** start Page **
Language and Identity Theme Icon

In The Farming of Bones, groups of Haitians have settled uneasily in the Dominican Republic. Eventually, rising racial tensions lead to the 1937 Parsley Massacre, where Dominicans slaughtered thousands of Haitians. To identify and target Haitians, Dominican soldiers conducted a “linguistic test” about the pronunciation of the Spanish word for parsley, “perejil.” In Danticat’s historical novel, languages are used to define and classify one’s nationality, and differentiate between groups; ultimately, these differences are used to justify violence. Still, Danticat complicates the divisive power of language by creating characters that speak multiple dialectsthese characters demonstrate how cultural differences are not always clear cut. In this way, Danticat illustrates how language and nationality can be closely connected, but suggests that these classifications are ultimately malleable.

Throughout the novel, Danticat emphasizes that Haitian Creole and Spanish are central to Haitian and Dominican identity, and highlights the tensions that arise between these two nationalities. In one scene, a Haitian man claims that Dominicans treat Haitians as “foreigners” even if multiple generations were born in the Dominican Republic. The man claims that this line of thinking “makes it easier for them to push” Haitians out. This man makes this observation in Haitian Creole, a language that Haitians “most often” use amongst themselves in place of Spanish. By highlighting that this conversation about identity is in Haitian Creole, the narrator emphasizes the ways in which language is used to separate communities from one another.

In another scene, Señor Valencia recalls an interaction in Amabelle’s childhood: Amabelle was asked “who [she] belonged to,” and had replied that she “belonged” to herself. It is significant that Amabelle makes this declaration in Haitian Creole, representing how her identity is affirmed through language. Moreover, this discussion occurs alongside the “Massacre River,” named for a bloody dispute between French and Spanish settlers. As the river is a symbol of warring national forces, Amabelle’s use of Haitian Creole reinforces her cultural identity and her loyalty to her homeland.

As Amabelle joins a group of refugees, she interacts with two Dominican sisters who do not “speak any Kreyòl.” The group splits up, saying the Dominican Republic is the sisters’ country; the refugees tell the sisters to “find the border themselves.” In this way, language is once again used to demarcate national loyalties, as the Haitian refugees treat the sisters differently due to their inability to speak Haitian Creole.

Danticat then illustrates how these distinctions in language are often used to justify conflict. For example, at one point in the novel, Amabelle is in the midst of a crowd of nationalistic Dominicans and hears “worried Kreyòl-whispering voices.” She guesses these speakers “might have wanted” to gather together, but understands that this “would be dangerous.” Amabelle begins to realize that differences in language can provoke tension: speaking Haitian Creole can draw unwanted attention and suspicion, and has the potential to spark danger.
** end Page **
** start Information shown **
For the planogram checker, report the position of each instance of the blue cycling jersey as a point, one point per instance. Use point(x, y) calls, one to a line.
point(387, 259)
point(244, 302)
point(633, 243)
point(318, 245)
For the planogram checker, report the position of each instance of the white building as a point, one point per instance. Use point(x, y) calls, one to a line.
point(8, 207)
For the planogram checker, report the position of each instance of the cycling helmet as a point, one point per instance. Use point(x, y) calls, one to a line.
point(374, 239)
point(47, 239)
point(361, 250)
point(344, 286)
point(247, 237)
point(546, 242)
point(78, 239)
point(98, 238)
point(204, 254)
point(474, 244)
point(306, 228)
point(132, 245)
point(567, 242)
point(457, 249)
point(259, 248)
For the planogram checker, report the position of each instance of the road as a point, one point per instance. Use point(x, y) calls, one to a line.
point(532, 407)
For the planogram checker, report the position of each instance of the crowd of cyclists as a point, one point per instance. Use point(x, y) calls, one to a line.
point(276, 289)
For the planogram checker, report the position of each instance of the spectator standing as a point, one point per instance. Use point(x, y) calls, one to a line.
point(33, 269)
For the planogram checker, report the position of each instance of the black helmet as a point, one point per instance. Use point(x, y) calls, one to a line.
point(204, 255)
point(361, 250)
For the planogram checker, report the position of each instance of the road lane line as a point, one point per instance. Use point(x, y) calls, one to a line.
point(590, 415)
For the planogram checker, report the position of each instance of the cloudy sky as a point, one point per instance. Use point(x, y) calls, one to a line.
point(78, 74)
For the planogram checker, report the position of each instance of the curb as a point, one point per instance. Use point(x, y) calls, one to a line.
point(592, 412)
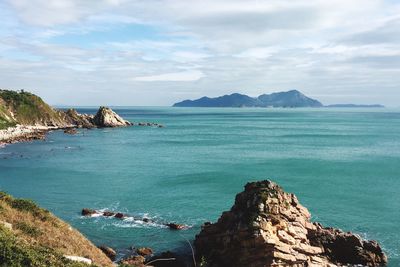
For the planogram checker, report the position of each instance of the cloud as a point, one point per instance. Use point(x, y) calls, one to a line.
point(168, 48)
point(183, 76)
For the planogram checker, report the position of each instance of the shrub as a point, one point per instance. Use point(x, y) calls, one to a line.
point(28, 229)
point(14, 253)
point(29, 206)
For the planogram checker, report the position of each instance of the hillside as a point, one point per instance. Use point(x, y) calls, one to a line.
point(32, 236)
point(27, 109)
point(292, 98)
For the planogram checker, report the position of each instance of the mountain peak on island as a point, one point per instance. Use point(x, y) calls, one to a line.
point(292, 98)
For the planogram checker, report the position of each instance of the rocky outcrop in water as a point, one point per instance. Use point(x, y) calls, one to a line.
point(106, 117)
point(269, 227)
** end Information shown **
** start Information shown **
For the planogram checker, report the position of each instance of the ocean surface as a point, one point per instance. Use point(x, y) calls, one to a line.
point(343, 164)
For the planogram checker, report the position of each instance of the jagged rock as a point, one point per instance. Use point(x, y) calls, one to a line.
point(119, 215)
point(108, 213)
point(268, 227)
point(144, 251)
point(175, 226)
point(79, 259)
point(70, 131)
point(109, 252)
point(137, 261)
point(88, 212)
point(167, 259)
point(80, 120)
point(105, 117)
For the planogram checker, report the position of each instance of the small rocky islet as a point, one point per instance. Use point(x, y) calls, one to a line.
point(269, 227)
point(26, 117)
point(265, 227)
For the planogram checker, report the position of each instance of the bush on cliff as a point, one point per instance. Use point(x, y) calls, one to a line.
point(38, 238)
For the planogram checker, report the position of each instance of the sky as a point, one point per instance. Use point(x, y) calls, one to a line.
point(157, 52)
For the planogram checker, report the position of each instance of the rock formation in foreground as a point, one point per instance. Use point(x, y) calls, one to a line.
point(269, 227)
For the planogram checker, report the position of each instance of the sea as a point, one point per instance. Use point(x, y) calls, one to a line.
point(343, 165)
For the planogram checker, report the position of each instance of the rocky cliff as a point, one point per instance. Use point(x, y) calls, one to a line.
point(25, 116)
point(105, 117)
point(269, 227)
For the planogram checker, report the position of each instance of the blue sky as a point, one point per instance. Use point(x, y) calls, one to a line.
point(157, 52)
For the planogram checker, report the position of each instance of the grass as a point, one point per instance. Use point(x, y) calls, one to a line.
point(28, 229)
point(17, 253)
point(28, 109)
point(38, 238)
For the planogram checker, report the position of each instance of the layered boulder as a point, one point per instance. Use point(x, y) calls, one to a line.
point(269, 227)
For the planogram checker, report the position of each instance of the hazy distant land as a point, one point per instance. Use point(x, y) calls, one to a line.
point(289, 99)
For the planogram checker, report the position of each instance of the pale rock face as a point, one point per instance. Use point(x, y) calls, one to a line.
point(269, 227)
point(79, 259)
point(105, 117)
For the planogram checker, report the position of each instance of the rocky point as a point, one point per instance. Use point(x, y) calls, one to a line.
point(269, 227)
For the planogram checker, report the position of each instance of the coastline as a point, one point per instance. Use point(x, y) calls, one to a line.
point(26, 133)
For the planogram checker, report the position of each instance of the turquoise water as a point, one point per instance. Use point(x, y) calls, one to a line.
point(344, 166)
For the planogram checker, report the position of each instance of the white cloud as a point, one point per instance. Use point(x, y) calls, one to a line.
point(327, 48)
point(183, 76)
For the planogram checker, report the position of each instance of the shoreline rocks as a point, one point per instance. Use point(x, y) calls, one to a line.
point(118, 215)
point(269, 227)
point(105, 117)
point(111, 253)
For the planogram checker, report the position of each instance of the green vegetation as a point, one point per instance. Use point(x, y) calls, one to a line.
** end Information shown **
=== Tasks to carry out ===
(1) In the theme page on language and identity, what Spanish word did the Dominican soldiers' "linguistic test" focus on?
(2) Revise the theme page's passage starting with "In The Farming" and going on through "are ultimately malleable.", putting "killed" where it has "slaughtered".
(3) Based on the theme page on language and identity, does each statement agree with the text? (a) The Parsley Massacre took place in 1937. (b) The two Dominican sisters in the refugee group could speak Kreyòl. (c) The Massacre River was named for a bloody dispute between French and Spanish settlers.

=== Task responses ===
(1) "Perejil," the Spanish word for parsley.

(2)
In The Farming of Bones, groups of Haitians have settled uneasily in the Dominican Republic. Eventually, rising racial tensions lead to the 1937 Parsley Massacre, where Dominicans killed thousands of Haitians. To identify and target Haitians, Dominican soldiers conducted a “linguistic test” about the pronunciation of the Spanish word for parsley, “perejil.” In Danticat’s historical novel, languages are used to define and classify one’s nationality, and differentiate between groups; ultimately, these differences are used to justify violence. Still, Danticat complicates the divisive power of language by creating characters that speak multiple dialectsthese characters demonstrate how cultural differences are not always clear cut. In this way, Danticat illustrates how language and nationality can be closely connected, but suggests that these classifications are ultimately malleable.

(3)
(a) Yes: "the 1937 Parsley Massacre"
(b) No: "two Dominican sisters who do not “speak any Kreyòl.”"
(c) Yes: "named for a bloody dispute between French and Spanish settlers"